— 作業内容 —
以下のソルビトール系化合物の定量分析に関する文章から、「また、ポリオレフィン中に配合」から「(1)試料を、フィルム状又はパウダー状にする。(試料作製操作)」に至るまでをすべて、一字も変えずに書き出してください。

— 出典 —

════════════════

すなわち、本発明によれば、ポリオレフィン中に含まれるソルビトール系化合物を定量分析する方法において、ポリオレフィン試料を、一種又は二種以上のSP値が8〜11、比誘電率が7〜30および沸点が100℃以下の溶媒(A)を含む抽出溶媒に含浸させ、抽出溶媒の温度が40〜70℃の範囲で超音波溶媒抽出する操作を含むソルビトール系化合物を定量分析する方法が提供される。
また、本発明によれば、ポリオレフィン中に含まれるソルビトール系化合物を定量分析する方法において、ポリオレフィン試料を、一種又は二種以上のSP値が8〜11、比誘電率が7〜30および沸点が100℃以下の溶媒(A)と、一種又は二種以上のSP値が8〜11および沸点が100℃以下の溶媒(B)および/又は一種又は二種以上の比誘電率が7〜30および沸点が100℃以下の溶媒(C)含む抽出溶媒に含浸させ、抽出溶媒の温度が40〜70℃の範囲で超音波溶媒抽出する操作を含むソルビトール系化合物を定量分析する方法が提供される。
また、ポリオレフィン中に配合するソルビトール系化合物の量の規格値と、前記のいずれかの方法によって求まるソルビトール系化合物の量の分析値との差を求めるステップと、前記差の大小に応じて配合するソルビトール系化合物の使用量を調整するフィードバックのステップを含むことを特徴とするポリオレフィン樹脂の製造方法が提供される。
(1)試料を、フィルム状又はパウダー状にする。(試料作製操作)
(2)(1)で作製した試料から定量する対象物質を抽出、分離して、抽出試料を得る。(抽出操作)
(3)(2)で得られた抽出試料から対象物質を定量的に検出する。(定量操作)

════════════════

ポイントアノテーションデータセットのエントリ
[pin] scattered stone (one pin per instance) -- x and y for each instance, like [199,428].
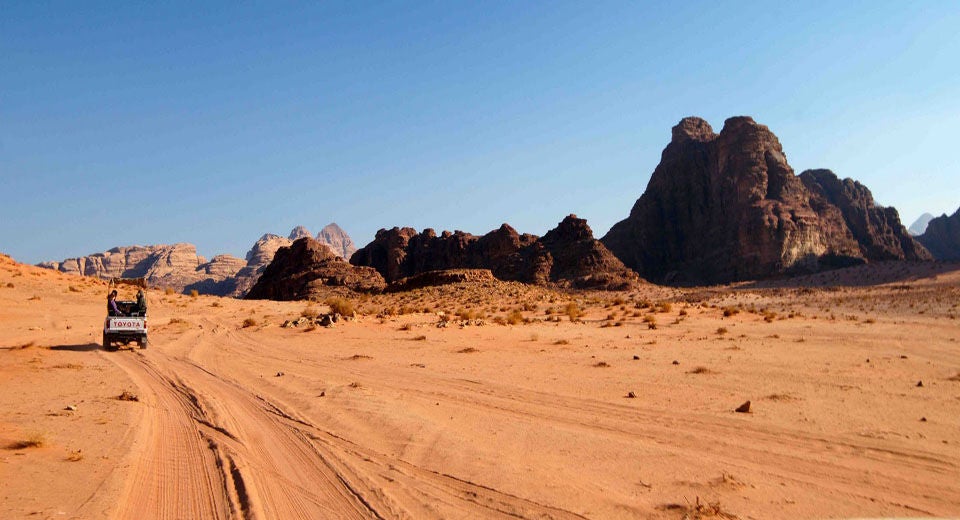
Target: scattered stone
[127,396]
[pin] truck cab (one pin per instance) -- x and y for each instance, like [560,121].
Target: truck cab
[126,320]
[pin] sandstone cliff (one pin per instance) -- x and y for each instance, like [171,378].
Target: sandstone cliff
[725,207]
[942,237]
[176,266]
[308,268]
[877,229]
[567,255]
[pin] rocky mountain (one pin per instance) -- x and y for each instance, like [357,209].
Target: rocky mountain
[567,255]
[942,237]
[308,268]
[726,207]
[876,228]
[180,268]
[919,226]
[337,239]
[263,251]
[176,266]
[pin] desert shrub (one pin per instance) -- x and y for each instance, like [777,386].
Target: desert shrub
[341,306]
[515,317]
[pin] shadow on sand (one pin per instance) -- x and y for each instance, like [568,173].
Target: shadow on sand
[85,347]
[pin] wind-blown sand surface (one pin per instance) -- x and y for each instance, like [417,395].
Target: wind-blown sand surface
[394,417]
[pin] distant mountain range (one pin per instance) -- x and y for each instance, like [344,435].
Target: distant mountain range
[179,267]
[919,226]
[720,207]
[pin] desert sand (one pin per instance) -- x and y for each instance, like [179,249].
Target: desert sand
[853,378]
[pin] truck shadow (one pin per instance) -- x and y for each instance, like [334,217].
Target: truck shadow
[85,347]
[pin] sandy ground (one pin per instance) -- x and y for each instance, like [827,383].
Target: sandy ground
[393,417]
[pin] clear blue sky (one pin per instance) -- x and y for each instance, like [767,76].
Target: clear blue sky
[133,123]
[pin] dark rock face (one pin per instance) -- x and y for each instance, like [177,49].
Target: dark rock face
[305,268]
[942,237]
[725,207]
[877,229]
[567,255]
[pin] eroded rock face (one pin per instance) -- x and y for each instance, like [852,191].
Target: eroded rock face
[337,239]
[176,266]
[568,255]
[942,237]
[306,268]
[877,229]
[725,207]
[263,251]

════════════════

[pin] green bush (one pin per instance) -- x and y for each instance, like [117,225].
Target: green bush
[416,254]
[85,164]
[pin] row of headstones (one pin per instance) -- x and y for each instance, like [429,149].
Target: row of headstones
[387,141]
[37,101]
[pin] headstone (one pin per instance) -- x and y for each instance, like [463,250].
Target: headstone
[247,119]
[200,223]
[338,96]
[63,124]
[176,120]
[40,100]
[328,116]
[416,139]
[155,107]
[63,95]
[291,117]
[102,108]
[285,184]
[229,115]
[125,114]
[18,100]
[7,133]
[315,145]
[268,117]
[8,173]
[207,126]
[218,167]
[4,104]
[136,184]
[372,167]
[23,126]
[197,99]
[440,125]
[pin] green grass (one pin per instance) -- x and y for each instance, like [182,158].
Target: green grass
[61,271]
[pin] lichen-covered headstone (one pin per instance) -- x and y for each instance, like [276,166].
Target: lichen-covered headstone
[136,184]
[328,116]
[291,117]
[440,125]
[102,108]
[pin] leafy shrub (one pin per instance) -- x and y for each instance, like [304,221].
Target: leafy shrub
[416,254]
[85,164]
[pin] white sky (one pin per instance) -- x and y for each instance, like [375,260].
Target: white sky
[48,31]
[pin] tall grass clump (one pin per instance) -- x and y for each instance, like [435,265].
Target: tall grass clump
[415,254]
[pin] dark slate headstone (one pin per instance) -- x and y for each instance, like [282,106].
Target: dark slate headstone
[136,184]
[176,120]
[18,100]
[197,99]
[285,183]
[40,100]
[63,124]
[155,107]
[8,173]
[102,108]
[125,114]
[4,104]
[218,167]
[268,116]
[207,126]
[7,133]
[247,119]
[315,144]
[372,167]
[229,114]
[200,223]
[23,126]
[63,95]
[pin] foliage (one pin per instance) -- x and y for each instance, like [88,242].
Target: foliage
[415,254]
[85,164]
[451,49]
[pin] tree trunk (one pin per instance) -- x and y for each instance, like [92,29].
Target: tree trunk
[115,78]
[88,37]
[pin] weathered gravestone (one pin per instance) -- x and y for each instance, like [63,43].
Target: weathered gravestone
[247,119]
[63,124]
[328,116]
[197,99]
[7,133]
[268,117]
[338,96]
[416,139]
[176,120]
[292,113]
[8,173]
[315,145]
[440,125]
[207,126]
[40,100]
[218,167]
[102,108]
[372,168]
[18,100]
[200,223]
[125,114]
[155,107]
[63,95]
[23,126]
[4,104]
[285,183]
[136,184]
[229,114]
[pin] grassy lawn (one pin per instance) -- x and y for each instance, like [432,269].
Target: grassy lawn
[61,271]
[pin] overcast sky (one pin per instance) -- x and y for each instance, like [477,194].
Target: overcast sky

════════════════

— 最終回答 —
また、ポリオレフィン中に配合するソルビトール系化合物の量の規格値と、前記のいずれかの方法によって求まるソルビトール系化合物の量の分析値との差を求めるステップと、前記差の大小に応じて配合するソルビトール系化合物の使用量を調整するフィードバックのステップを含むことを特徴とするポリオレフィン樹脂の製造方法が提供される。
(1)試料を、フィルム状又はパウダー状にする。(試料作製操作)